● **Selection**

__________________________________________________

Leonard Thompson (9 September 1902 – 1 February 1976) was a British businessman who was the managing director and owner of Blackpool Pleasure Beach. He rose to his position in 1929 after the death of his wife's father, William Bean.

Biography
Leonard Thompson met his future wife, Doris Bean, in 1928. He worked for the Swedish Match Company at that time, and the couple soon decided to settle down in London. However, within 12 months Doris' father, William Bean, died whilst on a Mediterranean cruise. Both Leonard and his wife decided to return to Blackpool to try to keep the Pleasure Beach running, and maintain Bean's dream. While Doris became a director, Leonard became chairman and managing director of the park – roles than continued for almost 50 years.

Leonard's years of the running the Pleasure Beach saw many famous attractions opened, including the Grand National, Fun House and Ice Drome. There were also many lesser known rides introduced, many of which have been removed.

__________________________________________________

● **What is asked**
A) Answer these from the Leonard Thompson biography:
(i) Which company employed Thompson when he met Doris Bean?
(ii) Where was William Bean when he died?
(iii) What role did Doris take at the Pleasure Beach?
B) Carry on the Leonard Thompson biography from its last sentence, in the same style.

__________________________________________________

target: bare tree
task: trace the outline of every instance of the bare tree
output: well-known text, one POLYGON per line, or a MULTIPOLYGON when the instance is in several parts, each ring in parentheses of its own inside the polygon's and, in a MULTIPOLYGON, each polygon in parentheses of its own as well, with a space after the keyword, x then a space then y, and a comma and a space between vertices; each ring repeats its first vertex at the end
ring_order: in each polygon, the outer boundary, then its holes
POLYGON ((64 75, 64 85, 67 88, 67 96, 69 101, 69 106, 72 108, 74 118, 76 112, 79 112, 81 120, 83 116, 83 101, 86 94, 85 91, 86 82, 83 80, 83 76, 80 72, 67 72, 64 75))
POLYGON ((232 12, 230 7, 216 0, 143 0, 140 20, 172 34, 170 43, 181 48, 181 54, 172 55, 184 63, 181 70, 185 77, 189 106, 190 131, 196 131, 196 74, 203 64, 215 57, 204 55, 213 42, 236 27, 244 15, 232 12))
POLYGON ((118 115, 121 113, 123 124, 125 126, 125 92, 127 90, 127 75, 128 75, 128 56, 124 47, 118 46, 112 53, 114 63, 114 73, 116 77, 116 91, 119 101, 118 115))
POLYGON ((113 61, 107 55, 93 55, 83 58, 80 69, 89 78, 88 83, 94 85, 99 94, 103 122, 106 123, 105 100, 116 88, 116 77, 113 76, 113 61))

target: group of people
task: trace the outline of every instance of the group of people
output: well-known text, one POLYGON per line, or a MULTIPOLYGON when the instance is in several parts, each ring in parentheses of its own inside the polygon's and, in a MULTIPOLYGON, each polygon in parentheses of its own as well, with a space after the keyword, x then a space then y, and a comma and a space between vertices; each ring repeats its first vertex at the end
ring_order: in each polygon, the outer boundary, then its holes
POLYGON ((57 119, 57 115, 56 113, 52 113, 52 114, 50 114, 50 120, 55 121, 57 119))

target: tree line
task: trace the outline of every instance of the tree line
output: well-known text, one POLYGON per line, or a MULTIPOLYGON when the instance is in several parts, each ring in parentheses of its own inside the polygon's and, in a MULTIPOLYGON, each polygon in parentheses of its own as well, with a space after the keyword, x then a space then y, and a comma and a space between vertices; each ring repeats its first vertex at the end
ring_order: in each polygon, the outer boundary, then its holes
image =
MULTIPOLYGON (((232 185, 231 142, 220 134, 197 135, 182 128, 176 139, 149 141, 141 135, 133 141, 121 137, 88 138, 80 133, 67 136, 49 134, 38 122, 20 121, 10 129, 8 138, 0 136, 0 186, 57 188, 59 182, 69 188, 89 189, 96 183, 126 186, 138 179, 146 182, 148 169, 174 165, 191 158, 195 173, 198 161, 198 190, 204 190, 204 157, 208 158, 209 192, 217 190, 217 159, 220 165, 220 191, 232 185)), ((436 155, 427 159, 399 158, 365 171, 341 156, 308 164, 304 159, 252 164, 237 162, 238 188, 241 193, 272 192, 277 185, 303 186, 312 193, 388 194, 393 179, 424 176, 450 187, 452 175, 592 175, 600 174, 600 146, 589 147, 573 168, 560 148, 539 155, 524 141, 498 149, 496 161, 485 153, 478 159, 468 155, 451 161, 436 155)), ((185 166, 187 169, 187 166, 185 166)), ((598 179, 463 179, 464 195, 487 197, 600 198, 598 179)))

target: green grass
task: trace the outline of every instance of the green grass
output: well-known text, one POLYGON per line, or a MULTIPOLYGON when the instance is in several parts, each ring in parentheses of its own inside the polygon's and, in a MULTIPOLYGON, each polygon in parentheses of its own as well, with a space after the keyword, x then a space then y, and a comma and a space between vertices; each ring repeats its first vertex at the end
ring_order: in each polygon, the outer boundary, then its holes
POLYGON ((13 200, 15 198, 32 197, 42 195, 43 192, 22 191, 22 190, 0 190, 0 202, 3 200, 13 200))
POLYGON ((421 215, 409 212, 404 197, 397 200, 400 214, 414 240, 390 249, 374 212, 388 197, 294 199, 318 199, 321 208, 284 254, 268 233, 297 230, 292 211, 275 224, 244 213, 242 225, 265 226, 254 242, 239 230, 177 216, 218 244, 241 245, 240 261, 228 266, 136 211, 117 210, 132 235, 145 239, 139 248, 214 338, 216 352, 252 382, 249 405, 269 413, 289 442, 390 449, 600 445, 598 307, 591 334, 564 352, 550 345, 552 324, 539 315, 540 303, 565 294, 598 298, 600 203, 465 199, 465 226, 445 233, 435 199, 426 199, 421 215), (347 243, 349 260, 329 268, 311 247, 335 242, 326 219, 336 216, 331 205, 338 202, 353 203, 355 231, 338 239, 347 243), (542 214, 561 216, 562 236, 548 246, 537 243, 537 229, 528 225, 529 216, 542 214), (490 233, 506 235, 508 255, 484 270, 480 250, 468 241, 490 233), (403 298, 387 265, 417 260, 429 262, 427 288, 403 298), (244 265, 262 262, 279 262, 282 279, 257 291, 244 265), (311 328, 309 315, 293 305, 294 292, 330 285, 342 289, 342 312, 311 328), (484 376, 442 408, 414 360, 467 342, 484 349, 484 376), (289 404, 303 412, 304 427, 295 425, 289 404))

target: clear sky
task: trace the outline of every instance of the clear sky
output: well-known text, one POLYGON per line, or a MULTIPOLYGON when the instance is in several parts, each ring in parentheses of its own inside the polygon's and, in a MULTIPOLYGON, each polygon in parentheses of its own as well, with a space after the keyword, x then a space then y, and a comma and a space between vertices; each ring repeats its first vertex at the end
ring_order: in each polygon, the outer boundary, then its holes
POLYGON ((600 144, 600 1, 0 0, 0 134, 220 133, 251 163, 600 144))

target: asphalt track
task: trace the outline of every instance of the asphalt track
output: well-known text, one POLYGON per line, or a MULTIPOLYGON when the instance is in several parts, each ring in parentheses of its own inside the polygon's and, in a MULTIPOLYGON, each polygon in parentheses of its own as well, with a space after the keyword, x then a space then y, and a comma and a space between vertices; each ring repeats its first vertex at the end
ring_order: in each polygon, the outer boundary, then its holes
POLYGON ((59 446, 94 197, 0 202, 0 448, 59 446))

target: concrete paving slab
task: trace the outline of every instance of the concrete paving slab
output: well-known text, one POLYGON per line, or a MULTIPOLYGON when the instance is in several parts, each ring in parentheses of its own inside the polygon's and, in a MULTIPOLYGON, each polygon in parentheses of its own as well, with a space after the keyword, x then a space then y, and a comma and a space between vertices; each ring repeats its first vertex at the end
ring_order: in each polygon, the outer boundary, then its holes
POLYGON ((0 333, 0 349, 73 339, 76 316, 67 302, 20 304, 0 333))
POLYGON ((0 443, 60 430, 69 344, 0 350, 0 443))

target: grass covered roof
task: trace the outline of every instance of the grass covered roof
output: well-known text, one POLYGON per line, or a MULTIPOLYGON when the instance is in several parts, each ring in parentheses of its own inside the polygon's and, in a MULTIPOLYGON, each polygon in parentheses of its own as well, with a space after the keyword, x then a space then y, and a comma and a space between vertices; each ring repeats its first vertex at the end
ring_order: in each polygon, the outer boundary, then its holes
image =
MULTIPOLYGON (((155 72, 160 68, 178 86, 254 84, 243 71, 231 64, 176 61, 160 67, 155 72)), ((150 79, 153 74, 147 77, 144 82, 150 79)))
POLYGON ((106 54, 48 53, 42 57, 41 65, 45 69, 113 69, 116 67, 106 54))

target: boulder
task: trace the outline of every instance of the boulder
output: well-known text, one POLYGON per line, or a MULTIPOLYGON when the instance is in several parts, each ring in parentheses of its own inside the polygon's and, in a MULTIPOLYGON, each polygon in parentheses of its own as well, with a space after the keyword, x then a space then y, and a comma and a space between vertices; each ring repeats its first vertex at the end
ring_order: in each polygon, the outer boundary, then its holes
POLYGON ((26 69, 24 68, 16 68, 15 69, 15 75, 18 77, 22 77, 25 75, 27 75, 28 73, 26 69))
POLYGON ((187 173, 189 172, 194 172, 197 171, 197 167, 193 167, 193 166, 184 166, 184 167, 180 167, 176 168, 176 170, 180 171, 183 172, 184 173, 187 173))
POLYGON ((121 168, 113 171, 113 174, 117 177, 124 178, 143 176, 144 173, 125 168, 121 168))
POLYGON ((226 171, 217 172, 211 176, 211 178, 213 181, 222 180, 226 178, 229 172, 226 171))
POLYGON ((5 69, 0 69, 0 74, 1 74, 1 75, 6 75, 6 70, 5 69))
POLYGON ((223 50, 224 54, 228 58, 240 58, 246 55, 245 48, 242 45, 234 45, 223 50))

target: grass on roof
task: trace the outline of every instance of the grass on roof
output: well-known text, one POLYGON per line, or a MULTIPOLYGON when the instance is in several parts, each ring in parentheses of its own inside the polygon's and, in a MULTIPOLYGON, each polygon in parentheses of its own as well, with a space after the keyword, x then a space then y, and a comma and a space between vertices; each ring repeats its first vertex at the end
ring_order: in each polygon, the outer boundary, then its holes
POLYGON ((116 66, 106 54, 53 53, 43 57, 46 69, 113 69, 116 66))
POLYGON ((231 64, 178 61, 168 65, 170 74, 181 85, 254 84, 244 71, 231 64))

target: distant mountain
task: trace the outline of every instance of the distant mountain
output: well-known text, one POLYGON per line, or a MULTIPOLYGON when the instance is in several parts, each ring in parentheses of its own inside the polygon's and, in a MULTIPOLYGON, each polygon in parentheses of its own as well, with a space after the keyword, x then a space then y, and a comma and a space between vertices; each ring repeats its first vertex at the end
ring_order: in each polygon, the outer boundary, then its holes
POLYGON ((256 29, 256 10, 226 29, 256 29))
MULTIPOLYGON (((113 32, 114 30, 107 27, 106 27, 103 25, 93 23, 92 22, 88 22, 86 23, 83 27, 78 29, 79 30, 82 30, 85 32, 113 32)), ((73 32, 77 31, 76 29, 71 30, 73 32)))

__________________________________________________

● **Responses to the exercise**
A)
(i) The Swedish Match Company
(ii) On a Mediterranean cruise
(iii) Director

B)
Personal lives
Leonard Thompson married Doris Bean in 1928. He had three children, Geoffrey, Mary Louise and Carol Jean. In 1948, tragedy struck the Thompson family when Leonard and Doris' elder daughter, Mary Louise, was on her way to study in America before taking up a place at Oxford University. As her plane came into land at Shannon Airport in dense fog, it hit a wall and burst into flames. Thirty passengers were killed, including Mary Louise.

Death
Leonard Thompson died on 1 February 1976. Leonard Thompson's son, Geoffrey, took control of the company with Doris taking on the role of company chairman.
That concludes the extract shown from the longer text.